■ **Cuplikan yang Disediakan**:
--

Iklan - Scroll untuk Melanjutkan
Baca artikel Fortune IDN lainnya di IDN App
Ilustrasi Baterai Mobil Listrik (Istimewa)
Ilustrasi Baterai Mobil Listrik (Istimewa)

Intinya sih...

  • Terjadi pelemahan pasar kendaraan listrik baik di dalam negeri maupun ekspor.

  • Berakhirnya insentif pajak pembelian kendaraan memicu kelesuan pasar tersebut.

  • Perlambatan permintaan domestik sulit ditutup oleh kinerja ekspor.

Disclaimer: This summary was created using Artificial Intelligence (AI)

Jakarta, FORTUNE - Industri baterai litium Tiongkok dibayangi risiko kontraksi signifikan pada awal 2026. Pelemahan pasar kendaraan listrik (electric vehicle/EV) di ranah domestik maupun mancanegara menjadi sinyal peringatan bagi rantai pasok global yang selama ini bergantung pada pertumbuhan pesat negara tersebut.

Pada Senin (29/12), menurut lansiran Reuters, Sekretaris Jenderal Asosiasi Mobil Penumpang Cina (CPCA), Cui Dongshu, memproyeksikan permintaan baterai energi baru akan merosot tajam mulai akhir 2025 hingga awal 2026. Pelemahan ini dipicu oleh berakhirnya berbagai insentif pajak pembelian kendaraan listrik yang selama ini menjadi mesin penggerak pasar.

“Memasuki 2026, permintaan baterai energi baru akan turun signifikan dari akhir tahun ini. Produsen baterai sebaiknya mengurangi produksi dan mengambil jeda untuk menghadapi fluktuasi pasar,” demikian Cui melalui unggahan pada akun media sosial pribadinya.

Selama ini, Tiongkok mendominasi manufaktur dan ekspor baterai dunia. Namun, pergeseran siklus pasar ini berpotensi menekan kinerja raksasa industri seperti Contemporary Amperex Technology Co Ltd (CATL) dan EVE Energy.

--

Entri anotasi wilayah
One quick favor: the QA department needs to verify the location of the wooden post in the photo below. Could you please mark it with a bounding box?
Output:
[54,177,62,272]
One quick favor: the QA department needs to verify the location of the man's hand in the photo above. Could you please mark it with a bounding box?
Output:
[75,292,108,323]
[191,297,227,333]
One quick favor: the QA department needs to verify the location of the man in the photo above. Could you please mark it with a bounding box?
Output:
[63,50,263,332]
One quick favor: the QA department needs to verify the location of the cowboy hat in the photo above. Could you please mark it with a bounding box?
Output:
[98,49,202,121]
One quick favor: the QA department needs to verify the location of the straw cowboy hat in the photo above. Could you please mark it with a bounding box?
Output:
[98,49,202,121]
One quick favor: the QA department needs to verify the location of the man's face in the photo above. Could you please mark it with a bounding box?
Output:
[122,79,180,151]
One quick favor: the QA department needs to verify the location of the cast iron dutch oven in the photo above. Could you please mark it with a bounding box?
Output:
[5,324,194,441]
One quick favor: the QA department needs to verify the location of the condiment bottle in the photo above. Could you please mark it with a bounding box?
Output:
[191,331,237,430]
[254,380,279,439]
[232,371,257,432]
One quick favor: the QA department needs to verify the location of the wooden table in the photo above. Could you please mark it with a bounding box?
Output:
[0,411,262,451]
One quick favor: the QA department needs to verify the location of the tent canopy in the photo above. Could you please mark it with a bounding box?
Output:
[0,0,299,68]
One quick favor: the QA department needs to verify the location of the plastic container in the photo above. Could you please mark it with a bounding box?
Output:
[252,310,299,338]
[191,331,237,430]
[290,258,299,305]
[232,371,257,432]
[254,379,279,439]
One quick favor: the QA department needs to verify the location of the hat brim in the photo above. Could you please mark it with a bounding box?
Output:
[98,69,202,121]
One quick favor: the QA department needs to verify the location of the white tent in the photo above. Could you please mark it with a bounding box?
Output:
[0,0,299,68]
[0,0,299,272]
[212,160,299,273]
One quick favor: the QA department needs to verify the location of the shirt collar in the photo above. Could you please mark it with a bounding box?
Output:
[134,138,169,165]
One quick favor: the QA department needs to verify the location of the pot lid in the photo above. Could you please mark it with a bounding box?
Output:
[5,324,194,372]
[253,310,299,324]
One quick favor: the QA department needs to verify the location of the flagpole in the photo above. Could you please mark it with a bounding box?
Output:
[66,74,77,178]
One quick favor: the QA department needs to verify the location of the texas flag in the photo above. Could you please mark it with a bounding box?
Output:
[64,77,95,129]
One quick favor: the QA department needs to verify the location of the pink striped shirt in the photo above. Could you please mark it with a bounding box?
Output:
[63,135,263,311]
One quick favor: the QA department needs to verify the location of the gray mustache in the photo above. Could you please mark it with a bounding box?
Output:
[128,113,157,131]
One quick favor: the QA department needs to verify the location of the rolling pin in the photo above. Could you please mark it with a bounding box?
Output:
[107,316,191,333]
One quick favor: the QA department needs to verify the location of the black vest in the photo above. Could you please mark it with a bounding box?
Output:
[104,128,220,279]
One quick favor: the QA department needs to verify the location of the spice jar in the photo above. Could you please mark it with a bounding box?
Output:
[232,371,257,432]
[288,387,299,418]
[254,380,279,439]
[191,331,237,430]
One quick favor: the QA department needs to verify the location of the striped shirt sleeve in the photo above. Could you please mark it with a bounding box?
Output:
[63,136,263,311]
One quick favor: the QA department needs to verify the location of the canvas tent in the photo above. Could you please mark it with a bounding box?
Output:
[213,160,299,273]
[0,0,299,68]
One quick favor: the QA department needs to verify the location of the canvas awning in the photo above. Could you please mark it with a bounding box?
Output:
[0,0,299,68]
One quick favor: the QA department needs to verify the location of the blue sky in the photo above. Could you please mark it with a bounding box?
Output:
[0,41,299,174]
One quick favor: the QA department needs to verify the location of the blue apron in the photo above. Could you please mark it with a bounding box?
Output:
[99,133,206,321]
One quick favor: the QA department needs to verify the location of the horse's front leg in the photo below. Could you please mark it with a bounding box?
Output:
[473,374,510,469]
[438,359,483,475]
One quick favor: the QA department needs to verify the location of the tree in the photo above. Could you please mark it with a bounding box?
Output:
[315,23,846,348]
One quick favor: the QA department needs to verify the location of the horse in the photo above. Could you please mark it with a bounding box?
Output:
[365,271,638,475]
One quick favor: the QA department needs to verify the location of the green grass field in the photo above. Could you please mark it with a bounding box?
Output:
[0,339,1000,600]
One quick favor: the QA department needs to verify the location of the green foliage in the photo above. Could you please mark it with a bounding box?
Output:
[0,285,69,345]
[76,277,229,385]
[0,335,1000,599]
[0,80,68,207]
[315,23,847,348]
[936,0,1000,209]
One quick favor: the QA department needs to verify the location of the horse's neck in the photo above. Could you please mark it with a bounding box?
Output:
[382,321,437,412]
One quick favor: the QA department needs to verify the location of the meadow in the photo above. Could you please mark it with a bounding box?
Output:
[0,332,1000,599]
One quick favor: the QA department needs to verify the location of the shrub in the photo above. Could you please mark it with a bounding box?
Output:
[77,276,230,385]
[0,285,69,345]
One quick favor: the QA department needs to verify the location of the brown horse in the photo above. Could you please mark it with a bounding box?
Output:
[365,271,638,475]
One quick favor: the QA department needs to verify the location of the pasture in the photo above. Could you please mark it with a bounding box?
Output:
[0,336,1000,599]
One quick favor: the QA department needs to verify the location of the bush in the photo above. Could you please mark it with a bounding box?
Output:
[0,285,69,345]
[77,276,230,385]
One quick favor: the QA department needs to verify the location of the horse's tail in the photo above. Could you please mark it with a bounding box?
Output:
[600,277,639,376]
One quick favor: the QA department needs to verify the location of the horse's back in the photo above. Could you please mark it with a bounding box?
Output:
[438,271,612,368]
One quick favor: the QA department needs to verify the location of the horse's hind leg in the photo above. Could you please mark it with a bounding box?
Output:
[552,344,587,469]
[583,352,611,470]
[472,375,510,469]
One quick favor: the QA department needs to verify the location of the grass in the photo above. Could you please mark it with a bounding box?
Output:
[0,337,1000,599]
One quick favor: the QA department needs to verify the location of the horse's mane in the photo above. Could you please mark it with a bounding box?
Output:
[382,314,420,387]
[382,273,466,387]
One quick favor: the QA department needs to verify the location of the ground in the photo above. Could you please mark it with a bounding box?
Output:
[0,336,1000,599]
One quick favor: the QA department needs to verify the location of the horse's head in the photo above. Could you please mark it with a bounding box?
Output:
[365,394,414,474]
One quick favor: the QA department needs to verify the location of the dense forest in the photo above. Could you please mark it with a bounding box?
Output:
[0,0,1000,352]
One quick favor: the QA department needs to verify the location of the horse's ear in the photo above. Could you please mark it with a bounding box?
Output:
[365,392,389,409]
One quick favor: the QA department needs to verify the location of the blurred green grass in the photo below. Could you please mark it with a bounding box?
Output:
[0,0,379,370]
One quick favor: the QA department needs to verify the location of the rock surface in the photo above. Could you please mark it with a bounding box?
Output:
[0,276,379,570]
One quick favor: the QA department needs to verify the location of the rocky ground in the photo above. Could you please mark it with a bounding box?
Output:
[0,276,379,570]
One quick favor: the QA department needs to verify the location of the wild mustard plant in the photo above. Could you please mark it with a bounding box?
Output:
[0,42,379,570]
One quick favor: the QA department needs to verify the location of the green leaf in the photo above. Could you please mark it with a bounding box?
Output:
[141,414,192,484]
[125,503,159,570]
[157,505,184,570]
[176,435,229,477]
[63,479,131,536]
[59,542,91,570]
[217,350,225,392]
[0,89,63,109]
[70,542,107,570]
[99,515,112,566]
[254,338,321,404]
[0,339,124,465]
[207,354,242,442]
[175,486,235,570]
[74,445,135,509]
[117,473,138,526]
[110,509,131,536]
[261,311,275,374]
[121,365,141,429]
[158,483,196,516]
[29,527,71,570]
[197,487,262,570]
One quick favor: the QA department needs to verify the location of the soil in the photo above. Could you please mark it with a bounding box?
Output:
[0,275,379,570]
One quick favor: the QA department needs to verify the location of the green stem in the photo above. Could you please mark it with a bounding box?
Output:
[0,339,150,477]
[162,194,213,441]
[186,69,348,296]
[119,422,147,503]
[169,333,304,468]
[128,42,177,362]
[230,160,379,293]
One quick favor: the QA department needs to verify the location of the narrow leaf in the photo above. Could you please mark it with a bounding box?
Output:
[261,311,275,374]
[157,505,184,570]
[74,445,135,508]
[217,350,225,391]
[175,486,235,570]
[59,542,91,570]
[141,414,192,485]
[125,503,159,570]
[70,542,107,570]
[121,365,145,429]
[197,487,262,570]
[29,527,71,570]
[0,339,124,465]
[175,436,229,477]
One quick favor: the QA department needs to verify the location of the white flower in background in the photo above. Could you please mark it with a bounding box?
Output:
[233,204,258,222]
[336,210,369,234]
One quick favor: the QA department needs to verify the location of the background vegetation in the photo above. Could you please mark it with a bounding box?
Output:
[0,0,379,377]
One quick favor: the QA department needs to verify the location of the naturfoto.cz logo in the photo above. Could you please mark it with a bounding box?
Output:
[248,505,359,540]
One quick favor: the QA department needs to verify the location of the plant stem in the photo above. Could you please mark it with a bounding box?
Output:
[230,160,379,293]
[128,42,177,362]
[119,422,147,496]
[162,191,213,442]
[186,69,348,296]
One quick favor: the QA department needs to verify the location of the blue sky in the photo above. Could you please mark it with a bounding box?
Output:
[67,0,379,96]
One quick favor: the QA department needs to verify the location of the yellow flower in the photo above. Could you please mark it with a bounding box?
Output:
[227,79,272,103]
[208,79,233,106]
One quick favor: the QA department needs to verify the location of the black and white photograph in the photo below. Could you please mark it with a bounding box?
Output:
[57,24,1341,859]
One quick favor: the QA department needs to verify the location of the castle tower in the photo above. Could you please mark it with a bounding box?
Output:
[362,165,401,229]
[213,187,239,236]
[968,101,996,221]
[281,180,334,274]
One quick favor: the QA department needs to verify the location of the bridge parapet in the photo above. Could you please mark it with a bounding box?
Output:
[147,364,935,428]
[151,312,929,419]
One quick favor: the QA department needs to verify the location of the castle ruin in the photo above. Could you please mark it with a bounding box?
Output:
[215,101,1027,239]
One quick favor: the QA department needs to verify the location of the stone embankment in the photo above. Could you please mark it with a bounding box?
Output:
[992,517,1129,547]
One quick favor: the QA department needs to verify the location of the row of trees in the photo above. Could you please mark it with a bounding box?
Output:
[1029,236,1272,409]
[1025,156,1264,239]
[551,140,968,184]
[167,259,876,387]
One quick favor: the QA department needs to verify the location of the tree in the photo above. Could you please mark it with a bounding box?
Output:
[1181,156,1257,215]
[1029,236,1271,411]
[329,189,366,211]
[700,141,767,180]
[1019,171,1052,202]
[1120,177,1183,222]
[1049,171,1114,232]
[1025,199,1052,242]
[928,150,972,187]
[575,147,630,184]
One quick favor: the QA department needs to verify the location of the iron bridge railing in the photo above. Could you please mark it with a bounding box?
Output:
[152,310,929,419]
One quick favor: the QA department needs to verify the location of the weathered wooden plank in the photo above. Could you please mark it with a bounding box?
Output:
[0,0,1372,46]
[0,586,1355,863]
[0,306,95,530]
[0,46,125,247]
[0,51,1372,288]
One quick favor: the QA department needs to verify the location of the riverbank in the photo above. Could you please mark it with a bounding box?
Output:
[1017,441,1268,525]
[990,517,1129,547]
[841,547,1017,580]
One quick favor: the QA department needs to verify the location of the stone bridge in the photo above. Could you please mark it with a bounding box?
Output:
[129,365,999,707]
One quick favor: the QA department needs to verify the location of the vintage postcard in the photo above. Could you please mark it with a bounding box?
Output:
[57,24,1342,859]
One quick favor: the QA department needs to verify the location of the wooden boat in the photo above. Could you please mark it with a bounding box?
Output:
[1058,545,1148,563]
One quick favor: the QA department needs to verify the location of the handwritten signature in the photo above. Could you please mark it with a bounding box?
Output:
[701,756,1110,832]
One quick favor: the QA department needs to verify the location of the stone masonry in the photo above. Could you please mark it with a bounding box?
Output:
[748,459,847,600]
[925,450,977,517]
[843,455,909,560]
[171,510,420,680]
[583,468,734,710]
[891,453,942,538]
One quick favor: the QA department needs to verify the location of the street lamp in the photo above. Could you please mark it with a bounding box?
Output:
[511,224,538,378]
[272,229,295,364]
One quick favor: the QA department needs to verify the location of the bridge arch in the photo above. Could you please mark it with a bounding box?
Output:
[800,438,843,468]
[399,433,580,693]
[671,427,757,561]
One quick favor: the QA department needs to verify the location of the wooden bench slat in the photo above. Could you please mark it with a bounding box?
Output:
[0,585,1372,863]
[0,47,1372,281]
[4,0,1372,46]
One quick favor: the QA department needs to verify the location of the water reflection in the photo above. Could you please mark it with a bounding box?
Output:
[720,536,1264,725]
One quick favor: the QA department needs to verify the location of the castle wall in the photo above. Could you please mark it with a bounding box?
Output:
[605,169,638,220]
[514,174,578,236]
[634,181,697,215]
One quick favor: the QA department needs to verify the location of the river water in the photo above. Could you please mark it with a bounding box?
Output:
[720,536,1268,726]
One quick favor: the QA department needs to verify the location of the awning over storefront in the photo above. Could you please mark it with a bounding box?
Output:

--

■ **Permintaan**: Lanjutkan artikel tentang industri baterai litium Tiongkok, dimulai tepat setelah kalimat terakhirnya. Catatan tersebut diambil dari sumber yang berbeda.

■ **Keluaran yang Diharapkan**:
Cui memperkirakan volume penjualan kendaraan penumpang ramah lingkungan di Tiongkok bakal terkoreksi setidaknya 30 persen pada kuartal pertama 2026 dibandingkan dengan kuartal IV-2025. Penurunan ini merupakan dampak langsung dari penghentian stimulus fiskal yang telah mendorong konsumsi secara masif dalam beberapa tahun terakhir.

Tekanan serupa menghantui segmen kendaraan listrik komersial. Konsumen cenderung mempercepat pembelian hingga akhir 2025 guna memanfaatkan subsidi, sehingga memicu kekosongan permintaan yang tajam pada awal tahun depan.

Di sisi lain, lesunya permintaan domestik sulit terkompensasi oleh kinerja ekspor. Data menunjukkan ekspor baterai litium Tiongkok ke Uni Eropa hanya tumbuh tipis 4 persen sepanjang 2025.

Sementara itu, pengiriman ke Amerika Serikat (AS) justru terkontraksi 9,5 persen.

Cui menilai penurunan ekspor ke AS mengindikasikan lonjakan kebutuhan penyimpanan energi akibat tren kecerdasan buatan (AI) belum mampu menutup celah penurunan permintaan dari sektor EV. Selain itu, faktor risiko kebijakan global tetap menjadi hambatan utama.

Analis UBS, Yishu Yan, menyoroti meningkatnya ketidakpastian akibat pembatasan AS terhadap proyek-proyek yang menerima kredit pajak investasi jika melibatkan entitas asing yang dianggap berisiko. Kebijakan ini kian mempersempit akses produsen Tiongkok ke pasar AS.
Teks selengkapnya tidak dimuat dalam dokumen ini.